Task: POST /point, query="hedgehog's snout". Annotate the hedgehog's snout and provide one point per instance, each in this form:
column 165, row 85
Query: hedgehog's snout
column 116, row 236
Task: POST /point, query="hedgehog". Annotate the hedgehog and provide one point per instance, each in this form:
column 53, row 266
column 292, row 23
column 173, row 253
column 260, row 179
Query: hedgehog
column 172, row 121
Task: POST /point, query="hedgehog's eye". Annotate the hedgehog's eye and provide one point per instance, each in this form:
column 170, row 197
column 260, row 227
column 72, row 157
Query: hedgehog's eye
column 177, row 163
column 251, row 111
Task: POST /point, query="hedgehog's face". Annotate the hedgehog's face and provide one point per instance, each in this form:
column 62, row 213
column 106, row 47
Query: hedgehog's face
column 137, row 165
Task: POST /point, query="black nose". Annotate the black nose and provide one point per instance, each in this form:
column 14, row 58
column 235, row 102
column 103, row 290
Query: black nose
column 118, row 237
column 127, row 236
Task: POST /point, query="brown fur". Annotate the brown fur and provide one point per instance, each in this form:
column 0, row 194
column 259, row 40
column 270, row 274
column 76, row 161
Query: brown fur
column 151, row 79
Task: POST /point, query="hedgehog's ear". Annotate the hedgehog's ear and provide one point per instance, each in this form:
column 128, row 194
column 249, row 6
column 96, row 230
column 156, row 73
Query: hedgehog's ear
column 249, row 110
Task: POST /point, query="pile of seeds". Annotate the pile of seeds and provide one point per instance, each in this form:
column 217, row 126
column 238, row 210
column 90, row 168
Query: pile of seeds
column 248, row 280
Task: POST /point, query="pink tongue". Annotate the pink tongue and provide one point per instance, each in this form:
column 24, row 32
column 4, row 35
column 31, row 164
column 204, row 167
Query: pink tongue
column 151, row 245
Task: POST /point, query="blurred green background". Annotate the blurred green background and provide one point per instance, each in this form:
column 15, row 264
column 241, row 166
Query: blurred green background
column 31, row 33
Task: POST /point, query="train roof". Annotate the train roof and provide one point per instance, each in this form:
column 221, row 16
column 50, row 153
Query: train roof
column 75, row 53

════════

**TASK TO COMPLETE**: The whole listing needs repeating. Match each line exactly.

**RESULT OF THIS EXERCISE**:
Task: POST /point, query="hedgehog's snout". Annotate the hedgehog's snout and provide one point per instance, each in this form:
column 165, row 85
Query: hedgehog's snout
column 116, row 236
Task: POST /point, query="hedgehog". Annotate the hedgehog and provide one point per instance, each in this form:
column 53, row 266
column 292, row 23
column 173, row 253
column 260, row 179
Query: hedgehog
column 172, row 121
Task: POST /point, query="hedgehog's eye". Annotate the hedgehog's eye and provide one point per instance, each in this form:
column 170, row 197
column 260, row 227
column 72, row 157
Query: hedgehog's eye
column 177, row 163
column 251, row 111
Task: POST /point, query="hedgehog's face". Annotate the hedgehog's face and provide one point per instance, each in this form:
column 62, row 213
column 106, row 47
Query: hedgehog's face
column 137, row 165
Task: POST /point, query="black nose". Annotate the black nose and provide one point per instance, each in this form:
column 14, row 58
column 235, row 102
column 103, row 290
Query: black nose
column 118, row 237
column 127, row 236
Task: POST /point, query="brown fur". Annotate the brown fur and provide one point per instance, each in this form:
column 0, row 194
column 259, row 40
column 270, row 274
column 76, row 161
Query: brown fur
column 151, row 79
Task: POST /point, query="hedgehog's ear". Annotate the hedgehog's ear and provide one point per instance, each in this form:
column 128, row 194
column 249, row 6
column 96, row 230
column 156, row 73
Query: hedgehog's ear
column 249, row 110
Task: POST /point, query="pile of seeds". Annotate the pile of seeds and provide one point per instance, each in this form:
column 217, row 126
column 238, row 210
column 90, row 168
Query: pile of seeds
column 248, row 280
Task: POST /point, query="pink tongue". Annotate the pink tongue and provide one point per instance, each in this form:
column 24, row 32
column 4, row 35
column 31, row 164
column 204, row 167
Query: pink tongue
column 151, row 245
Task: POST /point, query="blurred green background". Annotate the blurred green background and provide one point per instance, each in this form:
column 15, row 264
column 241, row 166
Query: blurred green background
column 31, row 33
Task: POST /point, query="train roof". Annotate the train roof and provide one point per instance, each in this form:
column 221, row 16
column 50, row 153
Query: train roof
column 75, row 53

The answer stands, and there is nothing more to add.